* Start *

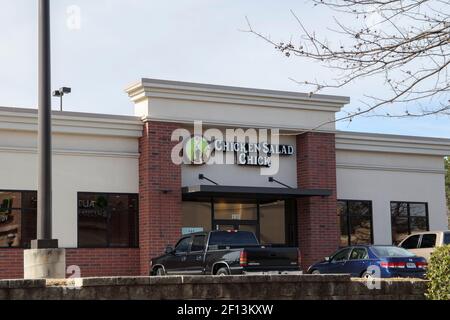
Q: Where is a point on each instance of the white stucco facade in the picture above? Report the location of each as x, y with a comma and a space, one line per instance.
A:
92, 153
100, 153
388, 168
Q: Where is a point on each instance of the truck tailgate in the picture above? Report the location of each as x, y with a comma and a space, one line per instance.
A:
271, 257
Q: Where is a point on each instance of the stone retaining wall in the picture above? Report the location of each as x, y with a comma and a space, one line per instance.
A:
305, 287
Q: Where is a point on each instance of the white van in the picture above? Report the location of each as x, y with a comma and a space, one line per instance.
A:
424, 243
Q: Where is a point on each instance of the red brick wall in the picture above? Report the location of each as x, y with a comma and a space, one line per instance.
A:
11, 263
92, 262
159, 192
318, 226
104, 262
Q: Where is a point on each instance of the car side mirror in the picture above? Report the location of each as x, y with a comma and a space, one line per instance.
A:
169, 250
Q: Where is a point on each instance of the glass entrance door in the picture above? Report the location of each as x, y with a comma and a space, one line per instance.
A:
236, 214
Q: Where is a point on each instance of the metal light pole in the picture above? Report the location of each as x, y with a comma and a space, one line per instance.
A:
44, 221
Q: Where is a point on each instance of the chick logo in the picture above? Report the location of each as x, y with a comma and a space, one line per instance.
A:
197, 150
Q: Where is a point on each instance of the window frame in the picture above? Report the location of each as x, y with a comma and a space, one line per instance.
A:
419, 241
408, 216
108, 194
190, 239
350, 249
349, 237
21, 209
204, 243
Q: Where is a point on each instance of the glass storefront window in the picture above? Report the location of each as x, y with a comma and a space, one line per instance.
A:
407, 218
235, 211
356, 222
17, 218
196, 216
266, 220
107, 220
273, 223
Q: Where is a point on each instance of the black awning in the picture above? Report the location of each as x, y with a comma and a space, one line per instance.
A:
208, 191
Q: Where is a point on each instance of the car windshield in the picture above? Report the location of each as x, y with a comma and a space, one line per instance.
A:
446, 237
391, 251
225, 238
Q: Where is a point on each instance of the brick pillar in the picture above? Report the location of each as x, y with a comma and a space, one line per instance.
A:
318, 227
160, 199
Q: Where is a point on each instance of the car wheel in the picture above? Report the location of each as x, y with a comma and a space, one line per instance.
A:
222, 272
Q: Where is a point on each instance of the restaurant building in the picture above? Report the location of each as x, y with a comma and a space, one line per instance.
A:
119, 198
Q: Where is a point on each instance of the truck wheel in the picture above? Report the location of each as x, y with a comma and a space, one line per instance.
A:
222, 272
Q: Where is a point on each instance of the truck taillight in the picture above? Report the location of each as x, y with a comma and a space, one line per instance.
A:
243, 259
399, 265
422, 265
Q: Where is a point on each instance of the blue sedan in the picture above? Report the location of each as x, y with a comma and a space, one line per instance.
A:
376, 261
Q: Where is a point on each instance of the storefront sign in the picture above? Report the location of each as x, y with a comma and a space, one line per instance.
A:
190, 230
254, 154
247, 154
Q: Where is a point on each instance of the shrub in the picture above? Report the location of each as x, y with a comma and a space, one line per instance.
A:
438, 274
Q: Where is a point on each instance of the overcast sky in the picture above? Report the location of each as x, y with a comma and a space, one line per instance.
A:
121, 41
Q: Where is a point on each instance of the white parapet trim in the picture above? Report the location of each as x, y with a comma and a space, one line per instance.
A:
173, 101
20, 119
355, 141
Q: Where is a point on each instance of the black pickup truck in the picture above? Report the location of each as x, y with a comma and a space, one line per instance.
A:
224, 253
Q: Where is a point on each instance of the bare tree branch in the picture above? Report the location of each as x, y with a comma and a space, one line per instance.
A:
407, 42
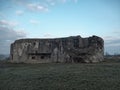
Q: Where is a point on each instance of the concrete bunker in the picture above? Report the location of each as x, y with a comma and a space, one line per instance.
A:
70, 49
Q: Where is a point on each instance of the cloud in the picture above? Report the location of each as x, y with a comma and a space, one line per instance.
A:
112, 44
35, 22
19, 12
40, 5
37, 7
8, 35
6, 23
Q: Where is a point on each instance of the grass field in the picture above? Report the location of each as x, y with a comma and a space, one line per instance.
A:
57, 76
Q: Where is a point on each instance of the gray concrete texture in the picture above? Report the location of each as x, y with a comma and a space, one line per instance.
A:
73, 49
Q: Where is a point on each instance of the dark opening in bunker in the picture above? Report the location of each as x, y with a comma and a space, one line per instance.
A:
40, 55
33, 57
78, 60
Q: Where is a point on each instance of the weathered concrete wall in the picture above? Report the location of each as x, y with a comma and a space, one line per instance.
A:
70, 49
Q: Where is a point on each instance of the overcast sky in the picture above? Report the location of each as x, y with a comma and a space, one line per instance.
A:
60, 18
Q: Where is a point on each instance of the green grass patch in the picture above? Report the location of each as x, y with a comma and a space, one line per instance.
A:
60, 76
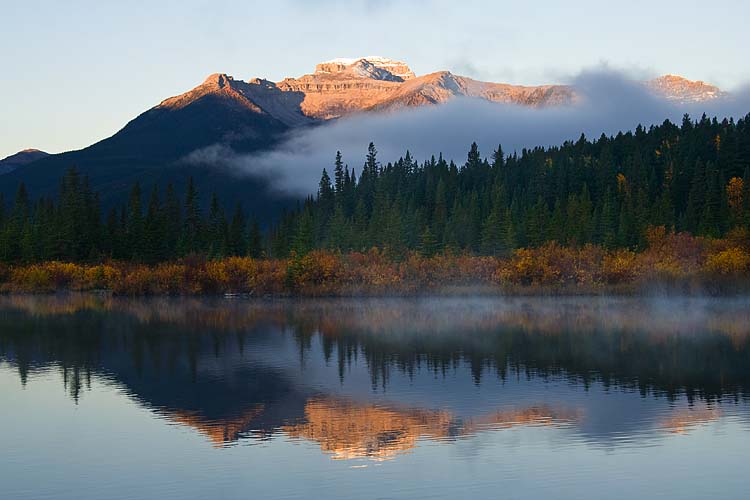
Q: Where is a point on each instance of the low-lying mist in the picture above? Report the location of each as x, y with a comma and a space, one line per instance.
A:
610, 101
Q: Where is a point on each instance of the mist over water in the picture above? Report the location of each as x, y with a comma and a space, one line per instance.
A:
420, 398
610, 101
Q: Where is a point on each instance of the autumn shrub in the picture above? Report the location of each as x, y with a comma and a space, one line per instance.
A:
168, 278
619, 267
102, 276
733, 261
33, 278
138, 280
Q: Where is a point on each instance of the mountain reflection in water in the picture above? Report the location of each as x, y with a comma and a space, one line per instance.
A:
373, 378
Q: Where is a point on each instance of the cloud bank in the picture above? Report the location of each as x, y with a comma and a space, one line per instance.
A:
610, 102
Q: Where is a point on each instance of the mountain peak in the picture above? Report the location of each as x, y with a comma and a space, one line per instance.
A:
20, 159
219, 80
374, 67
679, 88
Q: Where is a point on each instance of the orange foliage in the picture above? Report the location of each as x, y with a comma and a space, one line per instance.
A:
677, 259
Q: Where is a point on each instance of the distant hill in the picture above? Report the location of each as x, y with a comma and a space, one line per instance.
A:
19, 159
256, 114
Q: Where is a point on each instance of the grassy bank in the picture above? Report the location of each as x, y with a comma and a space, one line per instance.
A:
675, 262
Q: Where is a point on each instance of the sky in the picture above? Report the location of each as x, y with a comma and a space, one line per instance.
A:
75, 72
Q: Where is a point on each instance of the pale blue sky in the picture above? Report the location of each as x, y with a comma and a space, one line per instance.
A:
75, 72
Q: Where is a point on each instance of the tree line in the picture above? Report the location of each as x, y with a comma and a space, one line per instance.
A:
692, 178
147, 229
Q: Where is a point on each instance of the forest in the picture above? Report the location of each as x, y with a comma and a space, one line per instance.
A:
619, 208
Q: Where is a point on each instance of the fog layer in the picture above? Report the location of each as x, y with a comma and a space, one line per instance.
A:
609, 102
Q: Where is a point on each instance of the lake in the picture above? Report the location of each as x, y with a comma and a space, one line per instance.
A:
113, 398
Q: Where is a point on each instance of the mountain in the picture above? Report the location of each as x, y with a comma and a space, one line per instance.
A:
19, 159
253, 115
677, 88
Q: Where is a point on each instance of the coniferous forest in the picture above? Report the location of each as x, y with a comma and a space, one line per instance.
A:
679, 191
691, 178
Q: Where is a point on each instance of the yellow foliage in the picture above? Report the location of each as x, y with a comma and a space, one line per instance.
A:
732, 261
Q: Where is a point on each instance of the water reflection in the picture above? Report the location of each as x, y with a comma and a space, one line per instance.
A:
374, 378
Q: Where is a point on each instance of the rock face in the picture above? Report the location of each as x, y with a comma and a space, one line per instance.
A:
173, 141
679, 89
19, 159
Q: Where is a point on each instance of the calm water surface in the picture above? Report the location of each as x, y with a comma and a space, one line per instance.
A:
448, 398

* End *

### EXERCISE OBJECTIVE
Please copy out, word for word, the lines from the one containing "Q: Where is a point on each instance of the water" through the last line above.

### SOLUTION TO THE EXERCISE
Q: Where is a point on each instance of the water reflection in the picture above? Report the location of each as x, y with a comma and a space, one line per instance.
A:
374, 378
Q: Where is a point on each instance of the rock face in the picture above? Report the location of each as x, y with a comma and a space, one line per instance.
A:
173, 141
679, 89
19, 159
Q: Where is a point on each instance of the calm water surface in the picture above? Report the location of each as x, y with a comma and a space, one line per instance.
A:
448, 398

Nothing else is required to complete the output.